[Begin Text section]
Picture 2: The black "prompt" card and one player's "hand" with ten white "response" cards to choose from.
Picture 2 – The black “prompt” card and one player’s “hand” with ten white “response” cards to choose from
  • When everyone has submitted a response card, the “Card Queen” will click “Show me the cards” to view the responses. The responses will be revealed one at a time; at this point in the game, you may ask the player who submitted the revealed card to form a complete sentence defending their choice. (Alternatively, the “Card Queen” can read each completed sentence aloud.)
  • After all cards have been revealed, players will be taken to a screen where all the submitted cards can be seen at once, and the card queen can select one of them as the best response.
Picture 3: The "prompt" card and "response" card submissions from four players.
Picture 3 – The “prompt” card and “response” card submissions from four players
  • Then, another player is automatically selected as Card Queen and the game continues as above.
[End Text section]
→ **The request**: Copy out the instructions for the card game round word for word.
[Begin Data provided]
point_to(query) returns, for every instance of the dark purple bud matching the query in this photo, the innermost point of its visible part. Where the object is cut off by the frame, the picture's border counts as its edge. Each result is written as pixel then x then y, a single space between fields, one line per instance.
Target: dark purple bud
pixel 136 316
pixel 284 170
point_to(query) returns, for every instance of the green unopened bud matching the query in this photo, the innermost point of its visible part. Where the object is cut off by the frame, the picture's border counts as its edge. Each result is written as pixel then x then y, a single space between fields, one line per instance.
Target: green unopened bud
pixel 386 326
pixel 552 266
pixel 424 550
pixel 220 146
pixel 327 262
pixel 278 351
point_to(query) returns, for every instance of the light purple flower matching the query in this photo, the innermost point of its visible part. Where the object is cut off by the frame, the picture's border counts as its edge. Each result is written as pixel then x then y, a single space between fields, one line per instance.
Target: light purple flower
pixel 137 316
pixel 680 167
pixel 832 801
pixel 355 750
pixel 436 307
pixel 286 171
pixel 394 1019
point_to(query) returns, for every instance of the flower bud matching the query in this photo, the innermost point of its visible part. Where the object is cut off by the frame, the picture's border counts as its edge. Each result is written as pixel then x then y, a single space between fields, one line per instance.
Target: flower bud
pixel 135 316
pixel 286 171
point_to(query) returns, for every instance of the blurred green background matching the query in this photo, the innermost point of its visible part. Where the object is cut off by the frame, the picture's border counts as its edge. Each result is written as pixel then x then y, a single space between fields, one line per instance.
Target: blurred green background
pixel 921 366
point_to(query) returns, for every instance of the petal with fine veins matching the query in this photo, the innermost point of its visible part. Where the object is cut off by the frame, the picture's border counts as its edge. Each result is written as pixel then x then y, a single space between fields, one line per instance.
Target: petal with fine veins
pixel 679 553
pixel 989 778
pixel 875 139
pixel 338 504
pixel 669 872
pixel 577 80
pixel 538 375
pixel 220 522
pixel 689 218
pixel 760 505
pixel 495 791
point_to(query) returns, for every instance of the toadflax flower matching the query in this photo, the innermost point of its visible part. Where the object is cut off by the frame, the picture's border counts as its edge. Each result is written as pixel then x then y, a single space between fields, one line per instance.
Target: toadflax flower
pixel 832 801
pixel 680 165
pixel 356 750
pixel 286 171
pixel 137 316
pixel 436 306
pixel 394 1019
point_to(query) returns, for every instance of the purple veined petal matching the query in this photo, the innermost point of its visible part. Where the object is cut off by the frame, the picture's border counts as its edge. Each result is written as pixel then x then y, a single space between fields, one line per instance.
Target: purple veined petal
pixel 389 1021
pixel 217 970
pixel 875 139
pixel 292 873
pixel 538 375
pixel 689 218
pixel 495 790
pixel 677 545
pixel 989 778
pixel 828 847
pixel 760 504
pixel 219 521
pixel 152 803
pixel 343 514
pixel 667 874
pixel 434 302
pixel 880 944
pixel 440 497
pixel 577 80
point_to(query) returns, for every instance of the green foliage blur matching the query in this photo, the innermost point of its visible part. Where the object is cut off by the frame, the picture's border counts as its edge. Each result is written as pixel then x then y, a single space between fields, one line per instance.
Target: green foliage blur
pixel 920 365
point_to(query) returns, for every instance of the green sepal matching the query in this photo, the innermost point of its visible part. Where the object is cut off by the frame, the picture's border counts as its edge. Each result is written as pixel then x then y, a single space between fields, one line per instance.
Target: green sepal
[End Data provided]
→ **Output for this exercise**:
Picture 2: The black "prompt" card and one player's "hand" with ten white "response" cards to choose from.
Picture 2 – The black “prompt” card and one player’s “hand” with ten white “response” cards to choose from
  • When everyone has submitted a response card, the “Card Queen” will click “Show me the cards” to view the responses. The responses will be revealed one at a time; at this point in the game, you may ask the player who submitted the revealed card to form a complete sentence defending their choice. (Alternatively, the “Card Queen” can read each completed sentence aloud.)
  • After all cards have been revealed, players will be taken to a screen where all the submitted cards can be seen at once, and the card queen can select one of them as the best response.
Picture 3: The "prompt" card and "response" card submissions from four players.
Picture 3 – The “prompt” card and “response” card submissions from four players
  • Then, another player is automatically selected as Card Queen and the game continues as above.